# [Given task]
From the line containing "Where can you see the lamp" through the last line of the material, copy every line exactly, both ends inclusive; do not copy pictures.

# [Rows]
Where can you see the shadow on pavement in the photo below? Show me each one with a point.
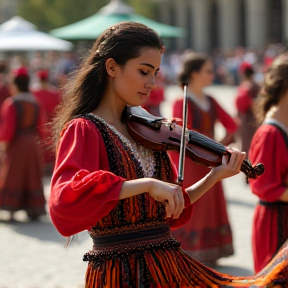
(43, 230)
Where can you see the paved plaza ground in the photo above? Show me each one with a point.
(32, 254)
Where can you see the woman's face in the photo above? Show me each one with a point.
(134, 82)
(205, 76)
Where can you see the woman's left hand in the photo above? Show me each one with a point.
(229, 167)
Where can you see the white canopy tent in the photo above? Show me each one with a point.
(17, 34)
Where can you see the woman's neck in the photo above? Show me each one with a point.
(110, 109)
(279, 112)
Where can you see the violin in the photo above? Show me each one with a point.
(159, 134)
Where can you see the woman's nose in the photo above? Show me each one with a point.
(152, 84)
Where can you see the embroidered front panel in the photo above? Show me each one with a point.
(141, 211)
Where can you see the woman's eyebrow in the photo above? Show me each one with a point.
(149, 65)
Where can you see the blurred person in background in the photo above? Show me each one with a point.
(207, 236)
(21, 170)
(270, 147)
(49, 96)
(156, 97)
(245, 97)
(4, 90)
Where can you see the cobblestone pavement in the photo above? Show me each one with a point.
(32, 254)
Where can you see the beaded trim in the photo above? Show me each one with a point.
(98, 257)
(130, 228)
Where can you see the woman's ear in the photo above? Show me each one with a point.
(111, 67)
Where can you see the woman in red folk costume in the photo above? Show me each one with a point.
(121, 192)
(270, 146)
(207, 236)
(246, 94)
(21, 171)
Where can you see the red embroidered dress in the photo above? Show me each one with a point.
(133, 246)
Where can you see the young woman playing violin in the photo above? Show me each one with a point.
(119, 191)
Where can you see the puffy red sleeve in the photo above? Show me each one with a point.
(83, 191)
(187, 211)
(226, 120)
(268, 147)
(243, 99)
(8, 120)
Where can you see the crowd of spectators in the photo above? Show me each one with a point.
(226, 63)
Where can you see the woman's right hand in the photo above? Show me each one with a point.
(170, 195)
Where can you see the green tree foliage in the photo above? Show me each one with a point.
(50, 14)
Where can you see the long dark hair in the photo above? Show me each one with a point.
(85, 89)
(274, 87)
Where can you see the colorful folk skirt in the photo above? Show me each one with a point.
(152, 258)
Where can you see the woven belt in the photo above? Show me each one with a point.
(135, 237)
(272, 204)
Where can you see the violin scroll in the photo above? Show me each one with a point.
(159, 134)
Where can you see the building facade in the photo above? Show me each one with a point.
(226, 24)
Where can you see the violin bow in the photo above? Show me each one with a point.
(184, 139)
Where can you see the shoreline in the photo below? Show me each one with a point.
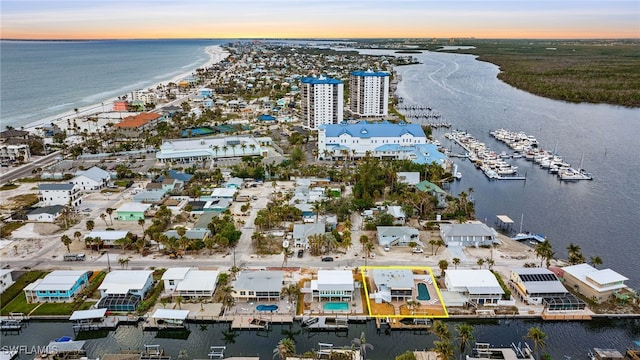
(216, 54)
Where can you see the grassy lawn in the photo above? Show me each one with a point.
(18, 304)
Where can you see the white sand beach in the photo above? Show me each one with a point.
(102, 111)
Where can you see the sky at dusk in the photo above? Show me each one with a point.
(116, 19)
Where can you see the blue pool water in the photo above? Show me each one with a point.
(336, 306)
(423, 293)
(267, 307)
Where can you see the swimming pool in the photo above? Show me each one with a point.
(267, 307)
(336, 306)
(423, 292)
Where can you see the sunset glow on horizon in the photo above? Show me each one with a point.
(541, 19)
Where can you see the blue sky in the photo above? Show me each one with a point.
(337, 19)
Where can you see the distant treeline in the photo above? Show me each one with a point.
(595, 71)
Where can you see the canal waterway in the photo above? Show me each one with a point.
(602, 216)
(564, 338)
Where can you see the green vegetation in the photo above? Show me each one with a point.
(16, 289)
(574, 71)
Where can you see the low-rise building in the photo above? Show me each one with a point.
(57, 286)
(333, 285)
(6, 279)
(132, 211)
(479, 286)
(467, 234)
(302, 232)
(59, 194)
(91, 179)
(596, 284)
(398, 236)
(190, 282)
(45, 213)
(258, 285)
(123, 290)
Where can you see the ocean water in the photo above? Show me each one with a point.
(42, 79)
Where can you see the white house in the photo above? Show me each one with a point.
(383, 140)
(59, 194)
(123, 290)
(479, 286)
(57, 286)
(91, 179)
(302, 232)
(369, 93)
(467, 234)
(45, 213)
(190, 282)
(333, 285)
(321, 101)
(398, 236)
(258, 285)
(595, 284)
(6, 279)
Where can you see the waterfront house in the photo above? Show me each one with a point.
(398, 236)
(6, 279)
(302, 232)
(109, 237)
(57, 286)
(480, 287)
(595, 284)
(45, 213)
(132, 211)
(91, 179)
(434, 190)
(190, 282)
(392, 284)
(123, 290)
(333, 285)
(59, 194)
(258, 285)
(474, 234)
(538, 286)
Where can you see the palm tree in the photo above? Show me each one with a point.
(110, 212)
(286, 347)
(90, 224)
(362, 345)
(66, 240)
(538, 337)
(465, 336)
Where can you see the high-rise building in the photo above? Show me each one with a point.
(369, 93)
(321, 101)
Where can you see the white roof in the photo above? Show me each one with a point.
(121, 281)
(108, 235)
(473, 279)
(170, 314)
(59, 280)
(199, 280)
(335, 280)
(175, 273)
(588, 274)
(133, 207)
(88, 314)
(224, 192)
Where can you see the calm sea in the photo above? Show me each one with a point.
(42, 79)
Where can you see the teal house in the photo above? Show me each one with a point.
(57, 286)
(132, 211)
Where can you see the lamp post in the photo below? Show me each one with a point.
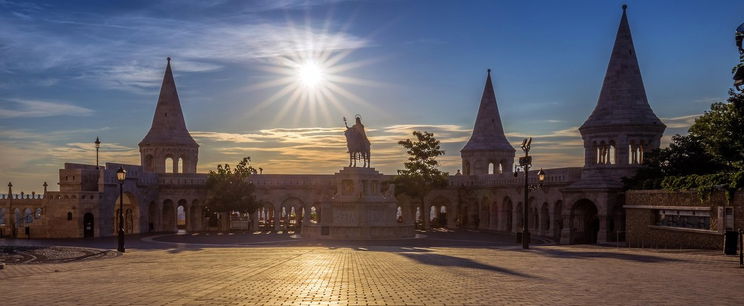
(525, 163)
(121, 175)
(98, 146)
(10, 210)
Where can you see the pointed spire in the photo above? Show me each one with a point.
(168, 124)
(488, 133)
(622, 100)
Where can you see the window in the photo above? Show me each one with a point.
(683, 218)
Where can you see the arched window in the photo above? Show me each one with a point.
(169, 166)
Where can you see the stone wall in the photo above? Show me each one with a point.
(642, 207)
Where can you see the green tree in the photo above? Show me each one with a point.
(420, 174)
(229, 189)
(721, 130)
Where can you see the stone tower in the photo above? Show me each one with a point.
(487, 151)
(168, 144)
(622, 126)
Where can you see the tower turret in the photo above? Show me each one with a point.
(168, 143)
(488, 151)
(622, 126)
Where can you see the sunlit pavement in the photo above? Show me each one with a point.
(441, 268)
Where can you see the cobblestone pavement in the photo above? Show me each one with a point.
(430, 272)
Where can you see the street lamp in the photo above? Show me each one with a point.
(121, 175)
(525, 163)
(98, 146)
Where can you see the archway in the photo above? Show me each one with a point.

# [Final result]
Where can you see the lamp post in the photo below? Show me each one with a point.
(525, 163)
(121, 175)
(98, 146)
(10, 210)
Where can you see the pointed spire in the photo above? Show me each one with a point.
(168, 124)
(488, 133)
(622, 100)
Where can you see the window in the photo above? Show me each one with a point.
(683, 218)
Where can you see the arched window in the photo above? Show me each one with a point.
(169, 166)
Where can you see the stone wall in the photo above? Show me each one with a point.
(642, 207)
Where can you see the green tree in the photo above? Show me each one with a point.
(420, 174)
(229, 189)
(721, 130)
Where can you see the stone tower in the photo above? Show me each one with a point.
(487, 151)
(168, 144)
(622, 126)
Where can you see the tower turret in the photo above? Show me each one with a point.
(168, 143)
(488, 151)
(622, 126)
Where can you see the sunlit pavement in the photo above? Show me each one with a point.
(441, 268)
Where can you see the cobblestone pavement in the photo above? Show me each one with a point.
(430, 272)
Where can you see the street lamp in the photo above? Show me each one with a point.
(121, 175)
(525, 163)
(98, 146)
Where can you see the archway in the photo above? Show me each one with a point.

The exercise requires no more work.